After relentless prodding from most of my social circles to watch the Netflix series Squid Game, I gave in already and opened the page on my app. I pause in awe realizing that underneath that little white “play” button is the success of more than 20 years worth of meticulously orchestrated strategies.
I look around and K-pop is amazingly everywhere: media, food, fashion, and now in the UN assembly. Korean culture is ablaze, even brighter in this pandemic, while the Philippine cultural industries are struggling to fan their own dimming embers.
How did K-culture do it? This Korean wave did not happen spontaneously. After the Asian Financial crisis of 1997, then president Kim Dae-Jung identified strategies that would solve Korea’s image problem and create new industries on top of traditional manufacturing. He invested in two economic drivers: information technology and culture.
In 2009, the Korea Creative Content Agency (KOCCA) was established to efficiently support the growth of the cultural industry. Brilliant minds from the public and private sectors gathered to revolutionize strategies for developing and distributing K-culture. Their thoughtful collection and analysis of market data guide business plans to attract people locally and overseas.
Korea’s leaders clearly did not waste this COVID crisis. Probably foreseeing the extended lockdown in 2021, they focused their efforts on online activities, while people were stuck at home. With an astounding 42.7 percent increase from the previous year’s budget, they rode the streaming wave and created a concert hall designed for virtual concerts. This was a big bet which they apparently won, because last June, a concert streamed by K-pop band BTS became the world’s biggest-earning online music event, with 1.33 million online viewers from 195 countries.
Culture is largely seen as monolithic and sacred, only meant to be revered inside a glass case in a museum, something no one should dare commodify.

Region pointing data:
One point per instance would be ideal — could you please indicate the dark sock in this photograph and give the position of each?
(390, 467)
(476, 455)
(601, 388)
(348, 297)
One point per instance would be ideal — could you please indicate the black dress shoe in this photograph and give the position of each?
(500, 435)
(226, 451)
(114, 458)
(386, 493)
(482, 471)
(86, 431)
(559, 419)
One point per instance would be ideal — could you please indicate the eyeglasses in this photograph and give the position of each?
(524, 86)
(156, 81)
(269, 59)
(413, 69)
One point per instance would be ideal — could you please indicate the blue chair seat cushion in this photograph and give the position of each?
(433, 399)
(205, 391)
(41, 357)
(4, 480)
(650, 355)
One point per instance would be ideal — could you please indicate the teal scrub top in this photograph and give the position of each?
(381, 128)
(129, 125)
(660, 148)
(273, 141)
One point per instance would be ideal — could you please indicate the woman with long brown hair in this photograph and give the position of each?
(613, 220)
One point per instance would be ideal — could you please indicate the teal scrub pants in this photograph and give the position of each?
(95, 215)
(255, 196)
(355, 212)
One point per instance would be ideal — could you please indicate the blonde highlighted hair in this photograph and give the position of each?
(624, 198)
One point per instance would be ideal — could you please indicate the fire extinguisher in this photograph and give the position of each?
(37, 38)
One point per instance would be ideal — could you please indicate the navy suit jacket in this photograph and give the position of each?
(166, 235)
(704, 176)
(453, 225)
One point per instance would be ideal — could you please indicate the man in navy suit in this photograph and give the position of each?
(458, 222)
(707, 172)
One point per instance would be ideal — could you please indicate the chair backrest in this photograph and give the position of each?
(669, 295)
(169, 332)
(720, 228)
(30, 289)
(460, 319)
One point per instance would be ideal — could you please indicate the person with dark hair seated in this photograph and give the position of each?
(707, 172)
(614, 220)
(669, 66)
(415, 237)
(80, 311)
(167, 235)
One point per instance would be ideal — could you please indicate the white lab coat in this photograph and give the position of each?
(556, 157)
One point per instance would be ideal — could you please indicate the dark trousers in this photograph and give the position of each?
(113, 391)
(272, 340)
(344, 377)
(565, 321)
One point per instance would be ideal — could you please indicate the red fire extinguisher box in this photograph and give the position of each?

...

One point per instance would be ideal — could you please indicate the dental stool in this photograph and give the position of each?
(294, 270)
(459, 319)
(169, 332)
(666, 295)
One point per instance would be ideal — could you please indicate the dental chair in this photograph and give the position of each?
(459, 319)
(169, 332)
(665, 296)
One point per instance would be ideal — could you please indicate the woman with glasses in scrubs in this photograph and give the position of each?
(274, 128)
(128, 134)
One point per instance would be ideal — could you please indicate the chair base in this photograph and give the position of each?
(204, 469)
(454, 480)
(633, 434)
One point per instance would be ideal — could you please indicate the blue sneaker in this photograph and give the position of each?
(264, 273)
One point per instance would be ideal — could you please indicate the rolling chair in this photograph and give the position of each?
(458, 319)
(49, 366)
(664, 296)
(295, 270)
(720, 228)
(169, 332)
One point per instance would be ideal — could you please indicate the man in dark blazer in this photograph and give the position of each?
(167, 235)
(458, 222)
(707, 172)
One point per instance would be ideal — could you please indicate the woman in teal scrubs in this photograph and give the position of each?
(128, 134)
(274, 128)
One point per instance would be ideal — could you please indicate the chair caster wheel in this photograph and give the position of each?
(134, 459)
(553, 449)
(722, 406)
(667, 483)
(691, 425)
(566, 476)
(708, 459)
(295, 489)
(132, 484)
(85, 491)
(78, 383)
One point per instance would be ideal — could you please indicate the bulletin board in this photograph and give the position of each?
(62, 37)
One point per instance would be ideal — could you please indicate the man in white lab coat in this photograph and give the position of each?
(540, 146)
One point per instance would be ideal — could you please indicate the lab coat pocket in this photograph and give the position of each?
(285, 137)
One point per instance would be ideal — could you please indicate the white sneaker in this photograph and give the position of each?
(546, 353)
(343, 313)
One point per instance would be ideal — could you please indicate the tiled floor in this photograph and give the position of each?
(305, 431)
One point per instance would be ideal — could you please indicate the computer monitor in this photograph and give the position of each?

* Aim of the task
Rewrite the part of the passage on Korean culture that opens with the words containing "Korea’s leaders clearly" and closes with "should dare commodify.", replacing "concert hall" with "performance venue".

* Solution for this problem
Korea’s leaders clearly did not waste this COVID crisis. Probably foreseeing the extended lockdown in 2021, they focused their efforts on online activities, while people were stuck at home. With an astounding 42.7 percent increase from the previous year’s budget, they rode the streaming wave and created a performance venue designed for virtual concerts. This was a big bet which they apparently won, because last June, a concert streamed by K-pop band BTS became the world’s biggest-earning online music event, with 1.33 million online viewers from 195 countries.
Culture is largely seen as monolithic and sacred, only meant to be revered inside a glass case in a museum, something no one should dare commodify.